Records excerpted from a collection

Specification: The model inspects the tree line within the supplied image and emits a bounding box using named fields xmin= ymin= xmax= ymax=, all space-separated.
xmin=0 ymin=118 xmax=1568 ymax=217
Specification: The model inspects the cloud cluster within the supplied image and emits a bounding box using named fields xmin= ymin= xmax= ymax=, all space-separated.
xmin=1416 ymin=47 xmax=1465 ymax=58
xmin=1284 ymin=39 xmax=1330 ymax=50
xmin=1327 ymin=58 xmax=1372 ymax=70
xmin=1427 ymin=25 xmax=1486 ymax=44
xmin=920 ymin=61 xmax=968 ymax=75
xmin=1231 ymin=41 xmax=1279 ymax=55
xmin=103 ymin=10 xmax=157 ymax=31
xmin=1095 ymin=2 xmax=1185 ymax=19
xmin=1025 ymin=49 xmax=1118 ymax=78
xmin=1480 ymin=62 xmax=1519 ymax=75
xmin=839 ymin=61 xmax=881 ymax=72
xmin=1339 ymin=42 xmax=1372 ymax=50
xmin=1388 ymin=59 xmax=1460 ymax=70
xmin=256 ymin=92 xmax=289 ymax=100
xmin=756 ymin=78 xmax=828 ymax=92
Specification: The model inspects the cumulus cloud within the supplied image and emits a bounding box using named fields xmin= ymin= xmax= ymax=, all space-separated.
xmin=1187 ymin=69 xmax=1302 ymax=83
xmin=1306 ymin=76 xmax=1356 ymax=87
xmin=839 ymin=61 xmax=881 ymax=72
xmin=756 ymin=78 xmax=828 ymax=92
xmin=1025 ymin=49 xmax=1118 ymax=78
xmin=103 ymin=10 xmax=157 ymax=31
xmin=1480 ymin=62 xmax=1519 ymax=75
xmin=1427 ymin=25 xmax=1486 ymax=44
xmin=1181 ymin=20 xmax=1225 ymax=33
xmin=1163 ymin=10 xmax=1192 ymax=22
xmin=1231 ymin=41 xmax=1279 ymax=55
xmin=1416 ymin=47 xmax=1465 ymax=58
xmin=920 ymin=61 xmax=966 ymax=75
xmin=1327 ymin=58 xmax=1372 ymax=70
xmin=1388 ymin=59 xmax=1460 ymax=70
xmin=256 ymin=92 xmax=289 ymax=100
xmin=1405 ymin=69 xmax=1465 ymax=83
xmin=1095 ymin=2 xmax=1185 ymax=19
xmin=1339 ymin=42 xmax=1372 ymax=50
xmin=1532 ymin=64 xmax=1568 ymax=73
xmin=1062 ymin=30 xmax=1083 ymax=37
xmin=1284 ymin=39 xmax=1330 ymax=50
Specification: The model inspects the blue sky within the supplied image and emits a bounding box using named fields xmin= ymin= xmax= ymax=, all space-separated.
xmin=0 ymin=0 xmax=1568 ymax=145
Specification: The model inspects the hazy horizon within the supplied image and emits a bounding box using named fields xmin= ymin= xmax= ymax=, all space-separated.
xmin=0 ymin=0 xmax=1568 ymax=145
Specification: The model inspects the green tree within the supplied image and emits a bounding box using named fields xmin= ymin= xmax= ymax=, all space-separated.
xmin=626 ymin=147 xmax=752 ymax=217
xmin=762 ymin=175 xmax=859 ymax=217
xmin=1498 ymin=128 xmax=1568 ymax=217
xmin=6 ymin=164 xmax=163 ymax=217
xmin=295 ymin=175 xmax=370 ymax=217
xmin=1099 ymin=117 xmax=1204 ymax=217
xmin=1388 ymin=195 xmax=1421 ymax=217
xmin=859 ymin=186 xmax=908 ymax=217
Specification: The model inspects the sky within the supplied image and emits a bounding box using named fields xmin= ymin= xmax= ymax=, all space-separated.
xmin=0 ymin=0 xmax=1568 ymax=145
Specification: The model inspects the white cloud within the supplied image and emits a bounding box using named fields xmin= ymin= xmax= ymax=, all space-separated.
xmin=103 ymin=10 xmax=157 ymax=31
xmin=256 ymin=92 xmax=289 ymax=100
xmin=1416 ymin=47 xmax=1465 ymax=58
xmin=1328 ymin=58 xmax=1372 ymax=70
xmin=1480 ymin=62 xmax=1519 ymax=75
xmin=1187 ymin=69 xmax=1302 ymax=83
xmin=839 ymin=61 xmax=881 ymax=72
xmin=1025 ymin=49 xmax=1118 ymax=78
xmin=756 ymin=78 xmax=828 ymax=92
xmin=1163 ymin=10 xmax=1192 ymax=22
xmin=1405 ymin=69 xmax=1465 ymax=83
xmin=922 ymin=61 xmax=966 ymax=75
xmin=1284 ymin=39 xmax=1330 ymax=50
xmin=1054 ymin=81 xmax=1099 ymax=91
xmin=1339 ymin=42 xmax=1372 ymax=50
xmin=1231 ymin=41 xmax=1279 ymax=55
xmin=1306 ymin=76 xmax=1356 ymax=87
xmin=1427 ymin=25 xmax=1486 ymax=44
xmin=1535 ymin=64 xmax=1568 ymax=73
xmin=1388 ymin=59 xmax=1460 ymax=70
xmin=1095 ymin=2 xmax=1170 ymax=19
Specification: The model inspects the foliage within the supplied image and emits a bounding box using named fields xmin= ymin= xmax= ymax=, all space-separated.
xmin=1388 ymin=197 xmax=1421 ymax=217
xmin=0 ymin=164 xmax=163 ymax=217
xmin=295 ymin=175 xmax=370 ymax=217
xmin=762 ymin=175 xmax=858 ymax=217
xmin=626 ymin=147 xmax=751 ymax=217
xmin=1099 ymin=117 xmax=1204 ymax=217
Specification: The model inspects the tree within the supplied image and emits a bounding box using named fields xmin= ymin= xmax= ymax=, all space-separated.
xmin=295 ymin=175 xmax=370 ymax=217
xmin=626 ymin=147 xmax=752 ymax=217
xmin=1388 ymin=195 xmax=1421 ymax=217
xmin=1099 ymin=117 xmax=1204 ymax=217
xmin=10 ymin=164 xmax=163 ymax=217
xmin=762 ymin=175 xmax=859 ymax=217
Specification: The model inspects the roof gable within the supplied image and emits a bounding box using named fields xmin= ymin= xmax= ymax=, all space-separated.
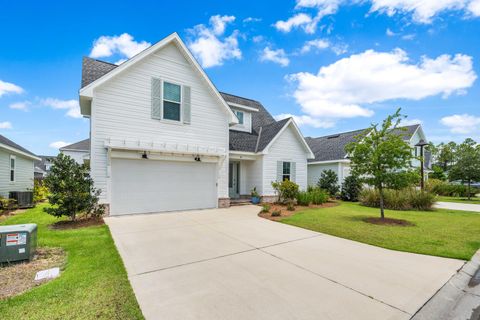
xmin=80 ymin=33 xmax=242 ymax=124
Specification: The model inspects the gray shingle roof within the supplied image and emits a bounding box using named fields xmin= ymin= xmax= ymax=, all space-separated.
xmin=0 ymin=134 xmax=36 ymax=157
xmin=81 ymin=57 xmax=117 ymax=88
xmin=305 ymin=124 xmax=419 ymax=162
xmin=60 ymin=139 xmax=90 ymax=151
xmin=80 ymin=57 xmax=286 ymax=152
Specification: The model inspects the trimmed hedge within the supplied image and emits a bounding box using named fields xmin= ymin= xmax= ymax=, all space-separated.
xmin=359 ymin=188 xmax=435 ymax=211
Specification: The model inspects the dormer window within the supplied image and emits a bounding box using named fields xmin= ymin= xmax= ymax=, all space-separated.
xmin=234 ymin=110 xmax=243 ymax=125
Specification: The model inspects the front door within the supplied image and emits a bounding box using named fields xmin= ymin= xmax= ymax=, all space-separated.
xmin=228 ymin=162 xmax=240 ymax=199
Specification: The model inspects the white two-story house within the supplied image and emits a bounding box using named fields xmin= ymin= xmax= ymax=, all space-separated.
xmin=79 ymin=33 xmax=314 ymax=215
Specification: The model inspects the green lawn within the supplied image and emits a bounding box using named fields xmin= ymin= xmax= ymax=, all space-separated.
xmin=437 ymin=196 xmax=480 ymax=204
xmin=0 ymin=205 xmax=143 ymax=319
xmin=281 ymin=202 xmax=480 ymax=260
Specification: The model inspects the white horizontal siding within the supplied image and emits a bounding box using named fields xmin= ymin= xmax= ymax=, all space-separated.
xmin=262 ymin=125 xmax=307 ymax=196
xmin=91 ymin=44 xmax=228 ymax=202
xmin=0 ymin=150 xmax=33 ymax=197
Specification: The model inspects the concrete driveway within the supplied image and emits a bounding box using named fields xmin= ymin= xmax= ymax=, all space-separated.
xmin=106 ymin=206 xmax=464 ymax=320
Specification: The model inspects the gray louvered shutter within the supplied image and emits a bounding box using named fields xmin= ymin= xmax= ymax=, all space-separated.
xmin=182 ymin=86 xmax=192 ymax=124
xmin=152 ymin=78 xmax=162 ymax=119
xmin=290 ymin=162 xmax=297 ymax=182
xmin=277 ymin=161 xmax=283 ymax=182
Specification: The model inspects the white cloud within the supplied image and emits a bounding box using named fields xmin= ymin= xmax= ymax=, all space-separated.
xmin=274 ymin=113 xmax=335 ymax=129
xmin=90 ymin=33 xmax=151 ymax=59
xmin=48 ymin=141 xmax=72 ymax=149
xmin=260 ymin=47 xmax=290 ymax=67
xmin=188 ymin=15 xmax=242 ymax=68
xmin=300 ymin=39 xmax=330 ymax=53
xmin=370 ymin=0 xmax=480 ymax=24
xmin=440 ymin=113 xmax=480 ymax=134
xmin=243 ymin=17 xmax=262 ymax=22
xmin=401 ymin=118 xmax=423 ymax=126
xmin=0 ymin=80 xmax=24 ymax=97
xmin=8 ymin=101 xmax=31 ymax=111
xmin=40 ymin=98 xmax=82 ymax=118
xmin=288 ymin=49 xmax=477 ymax=119
xmin=0 ymin=121 xmax=12 ymax=129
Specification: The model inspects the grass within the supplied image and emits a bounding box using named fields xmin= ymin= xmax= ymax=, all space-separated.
xmin=0 ymin=204 xmax=143 ymax=319
xmin=437 ymin=196 xmax=480 ymax=204
xmin=281 ymin=202 xmax=480 ymax=260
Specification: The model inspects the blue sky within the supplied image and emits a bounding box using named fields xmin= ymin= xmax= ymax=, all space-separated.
xmin=0 ymin=0 xmax=480 ymax=154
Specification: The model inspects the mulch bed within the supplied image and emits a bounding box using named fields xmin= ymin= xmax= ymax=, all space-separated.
xmin=0 ymin=248 xmax=66 ymax=300
xmin=258 ymin=201 xmax=339 ymax=221
xmin=363 ymin=218 xmax=415 ymax=227
xmin=50 ymin=218 xmax=105 ymax=230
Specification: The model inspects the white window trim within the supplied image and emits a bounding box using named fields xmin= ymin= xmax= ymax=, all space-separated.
xmin=8 ymin=155 xmax=17 ymax=183
xmin=161 ymin=80 xmax=183 ymax=124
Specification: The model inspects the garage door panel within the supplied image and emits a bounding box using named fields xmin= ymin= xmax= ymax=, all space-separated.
xmin=111 ymin=159 xmax=217 ymax=215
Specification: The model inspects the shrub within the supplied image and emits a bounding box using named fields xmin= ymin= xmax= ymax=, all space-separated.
xmin=340 ymin=174 xmax=362 ymax=201
xmin=297 ymin=191 xmax=312 ymax=206
xmin=317 ymin=169 xmax=340 ymax=197
xmin=272 ymin=180 xmax=298 ymax=202
xmin=262 ymin=203 xmax=270 ymax=213
xmin=272 ymin=210 xmax=282 ymax=217
xmin=43 ymin=153 xmax=105 ymax=220
xmin=359 ymin=188 xmax=435 ymax=210
xmin=33 ymin=180 xmax=48 ymax=203
xmin=308 ymin=188 xmax=328 ymax=204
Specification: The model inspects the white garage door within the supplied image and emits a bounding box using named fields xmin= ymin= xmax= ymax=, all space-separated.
xmin=110 ymin=159 xmax=217 ymax=215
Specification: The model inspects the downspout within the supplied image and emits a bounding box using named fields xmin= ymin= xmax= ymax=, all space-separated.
xmin=255 ymin=127 xmax=263 ymax=153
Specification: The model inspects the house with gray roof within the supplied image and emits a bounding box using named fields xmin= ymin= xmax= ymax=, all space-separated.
xmin=60 ymin=139 xmax=90 ymax=164
xmin=78 ymin=33 xmax=314 ymax=215
xmin=305 ymin=124 xmax=430 ymax=185
xmin=0 ymin=135 xmax=40 ymax=198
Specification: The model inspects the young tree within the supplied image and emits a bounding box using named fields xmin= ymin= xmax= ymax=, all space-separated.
xmin=448 ymin=138 xmax=480 ymax=200
xmin=317 ymin=169 xmax=340 ymax=197
xmin=44 ymin=153 xmax=104 ymax=221
xmin=346 ymin=109 xmax=414 ymax=219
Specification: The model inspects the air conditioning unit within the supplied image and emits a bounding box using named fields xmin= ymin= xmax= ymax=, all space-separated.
xmin=0 ymin=223 xmax=37 ymax=263
xmin=9 ymin=191 xmax=34 ymax=208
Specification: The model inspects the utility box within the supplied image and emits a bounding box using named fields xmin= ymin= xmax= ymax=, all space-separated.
xmin=0 ymin=223 xmax=37 ymax=263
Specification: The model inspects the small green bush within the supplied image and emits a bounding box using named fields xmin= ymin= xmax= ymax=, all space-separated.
xmin=297 ymin=191 xmax=312 ymax=207
xmin=308 ymin=188 xmax=329 ymax=205
xmin=317 ymin=169 xmax=340 ymax=197
xmin=340 ymin=174 xmax=362 ymax=201
xmin=262 ymin=203 xmax=270 ymax=213
xmin=272 ymin=180 xmax=299 ymax=203
xmin=272 ymin=210 xmax=282 ymax=217
xmin=359 ymin=188 xmax=435 ymax=211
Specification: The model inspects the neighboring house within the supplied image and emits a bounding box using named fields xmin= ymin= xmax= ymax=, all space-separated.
xmin=0 ymin=135 xmax=40 ymax=198
xmin=34 ymin=156 xmax=56 ymax=179
xmin=306 ymin=124 xmax=430 ymax=185
xmin=80 ymin=33 xmax=314 ymax=215
xmin=60 ymin=139 xmax=90 ymax=164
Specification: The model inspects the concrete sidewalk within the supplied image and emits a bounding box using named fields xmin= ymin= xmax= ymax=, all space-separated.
xmin=105 ymin=206 xmax=464 ymax=320
xmin=435 ymin=201 xmax=480 ymax=213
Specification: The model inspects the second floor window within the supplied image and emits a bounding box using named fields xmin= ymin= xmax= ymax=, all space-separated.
xmin=162 ymin=82 xmax=182 ymax=121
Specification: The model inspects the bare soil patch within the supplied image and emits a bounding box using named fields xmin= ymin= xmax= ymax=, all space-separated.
xmin=0 ymin=248 xmax=66 ymax=300
xmin=50 ymin=218 xmax=105 ymax=230
xmin=363 ymin=218 xmax=415 ymax=227
xmin=258 ymin=201 xmax=339 ymax=221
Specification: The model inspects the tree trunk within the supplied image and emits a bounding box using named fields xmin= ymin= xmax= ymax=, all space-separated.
xmin=378 ymin=187 xmax=385 ymax=220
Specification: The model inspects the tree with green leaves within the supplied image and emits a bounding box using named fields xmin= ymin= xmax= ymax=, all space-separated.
xmin=317 ymin=169 xmax=340 ymax=197
xmin=346 ymin=109 xmax=418 ymax=219
xmin=448 ymin=138 xmax=480 ymax=200
xmin=43 ymin=153 xmax=105 ymax=221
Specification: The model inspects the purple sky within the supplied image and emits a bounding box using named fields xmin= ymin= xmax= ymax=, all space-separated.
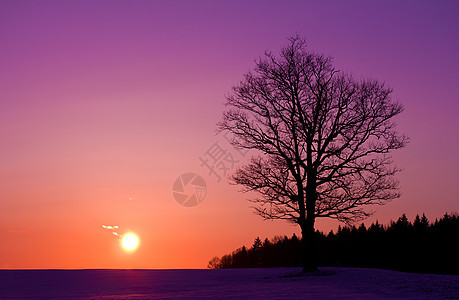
xmin=0 ymin=0 xmax=459 ymax=268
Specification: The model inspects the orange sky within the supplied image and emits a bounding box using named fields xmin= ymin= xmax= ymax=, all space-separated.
xmin=0 ymin=1 xmax=459 ymax=268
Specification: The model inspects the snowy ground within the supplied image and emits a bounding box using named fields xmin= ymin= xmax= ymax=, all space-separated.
xmin=0 ymin=268 xmax=459 ymax=299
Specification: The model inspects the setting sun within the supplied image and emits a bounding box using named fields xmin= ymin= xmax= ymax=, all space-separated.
xmin=121 ymin=233 xmax=139 ymax=251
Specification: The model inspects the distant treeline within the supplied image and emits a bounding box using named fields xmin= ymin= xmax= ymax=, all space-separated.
xmin=208 ymin=214 xmax=459 ymax=274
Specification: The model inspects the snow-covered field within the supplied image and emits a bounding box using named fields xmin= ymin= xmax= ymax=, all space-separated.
xmin=0 ymin=268 xmax=459 ymax=299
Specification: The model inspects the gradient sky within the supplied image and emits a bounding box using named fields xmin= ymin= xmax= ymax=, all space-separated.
xmin=0 ymin=0 xmax=459 ymax=268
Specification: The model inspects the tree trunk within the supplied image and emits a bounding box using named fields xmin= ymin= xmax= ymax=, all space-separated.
xmin=301 ymin=217 xmax=318 ymax=273
xmin=301 ymin=171 xmax=318 ymax=273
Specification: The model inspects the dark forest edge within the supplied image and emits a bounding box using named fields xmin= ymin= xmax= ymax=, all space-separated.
xmin=208 ymin=213 xmax=459 ymax=275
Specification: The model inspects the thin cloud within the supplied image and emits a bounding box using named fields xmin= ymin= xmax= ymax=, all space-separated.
xmin=102 ymin=225 xmax=121 ymax=237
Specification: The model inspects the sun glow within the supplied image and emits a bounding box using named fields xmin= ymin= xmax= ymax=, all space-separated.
xmin=121 ymin=232 xmax=139 ymax=251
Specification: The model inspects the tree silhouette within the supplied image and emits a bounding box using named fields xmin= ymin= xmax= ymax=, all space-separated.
xmin=208 ymin=214 xmax=459 ymax=275
xmin=218 ymin=36 xmax=406 ymax=272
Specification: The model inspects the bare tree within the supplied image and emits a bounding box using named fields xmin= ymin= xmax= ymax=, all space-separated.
xmin=218 ymin=36 xmax=407 ymax=272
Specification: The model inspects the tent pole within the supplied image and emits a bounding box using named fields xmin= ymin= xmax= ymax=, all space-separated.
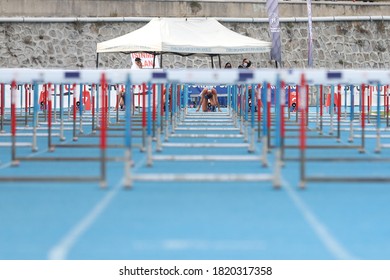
xmin=153 ymin=52 xmax=156 ymax=69
xmin=96 ymin=53 xmax=99 ymax=69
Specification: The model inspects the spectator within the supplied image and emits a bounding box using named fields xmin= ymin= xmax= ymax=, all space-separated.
xmin=196 ymin=87 xmax=222 ymax=112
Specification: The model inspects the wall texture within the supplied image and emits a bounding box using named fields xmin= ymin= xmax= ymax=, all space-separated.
xmin=0 ymin=0 xmax=390 ymax=18
xmin=0 ymin=20 xmax=390 ymax=69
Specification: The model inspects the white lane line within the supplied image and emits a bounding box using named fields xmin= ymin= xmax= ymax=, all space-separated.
xmin=47 ymin=157 xmax=146 ymax=260
xmin=282 ymin=179 xmax=357 ymax=260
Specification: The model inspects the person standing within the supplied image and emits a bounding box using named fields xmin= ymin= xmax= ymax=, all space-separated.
xmin=131 ymin=57 xmax=142 ymax=69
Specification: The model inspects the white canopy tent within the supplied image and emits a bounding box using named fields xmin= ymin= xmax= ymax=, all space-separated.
xmin=96 ymin=18 xmax=271 ymax=67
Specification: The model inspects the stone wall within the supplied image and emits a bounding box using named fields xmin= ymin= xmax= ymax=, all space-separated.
xmin=0 ymin=20 xmax=390 ymax=69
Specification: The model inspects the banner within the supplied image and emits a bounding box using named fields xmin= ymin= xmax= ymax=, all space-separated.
xmin=267 ymin=0 xmax=282 ymax=64
xmin=130 ymin=53 xmax=160 ymax=68
xmin=306 ymin=0 xmax=313 ymax=67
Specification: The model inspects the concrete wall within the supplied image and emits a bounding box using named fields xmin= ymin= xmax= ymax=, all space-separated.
xmin=0 ymin=17 xmax=390 ymax=69
xmin=0 ymin=0 xmax=390 ymax=69
xmin=0 ymin=0 xmax=390 ymax=18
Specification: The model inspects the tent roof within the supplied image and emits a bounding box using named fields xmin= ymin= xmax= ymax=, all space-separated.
xmin=96 ymin=18 xmax=271 ymax=55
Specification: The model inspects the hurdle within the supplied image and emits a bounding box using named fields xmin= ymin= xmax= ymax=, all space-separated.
xmin=0 ymin=74 xmax=111 ymax=188
xmin=0 ymin=69 xmax=389 ymax=190
xmin=299 ymin=74 xmax=390 ymax=189
xmin=128 ymin=80 xmax=280 ymax=188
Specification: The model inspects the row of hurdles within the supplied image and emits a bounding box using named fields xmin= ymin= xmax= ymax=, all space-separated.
xmin=0 ymin=69 xmax=390 ymax=188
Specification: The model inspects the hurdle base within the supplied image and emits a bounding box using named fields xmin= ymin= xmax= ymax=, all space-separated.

*Aim*
Copy the stretch of the listing from its start through the line containing "xmin=0 ymin=118 xmax=1568 ymax=217", both ends included, keeping every line but scaling each bounding-box coordinate in the answers by 0.85. Round each scaled coordinate to a whole number, with halves rounded up.

*Written response*
Specification: The model inspects the tree line within the supplied image and emits a bounding box using named fields xmin= ymin= xmax= ymax=, all space-separated.
xmin=0 ymin=100 xmax=1333 ymax=184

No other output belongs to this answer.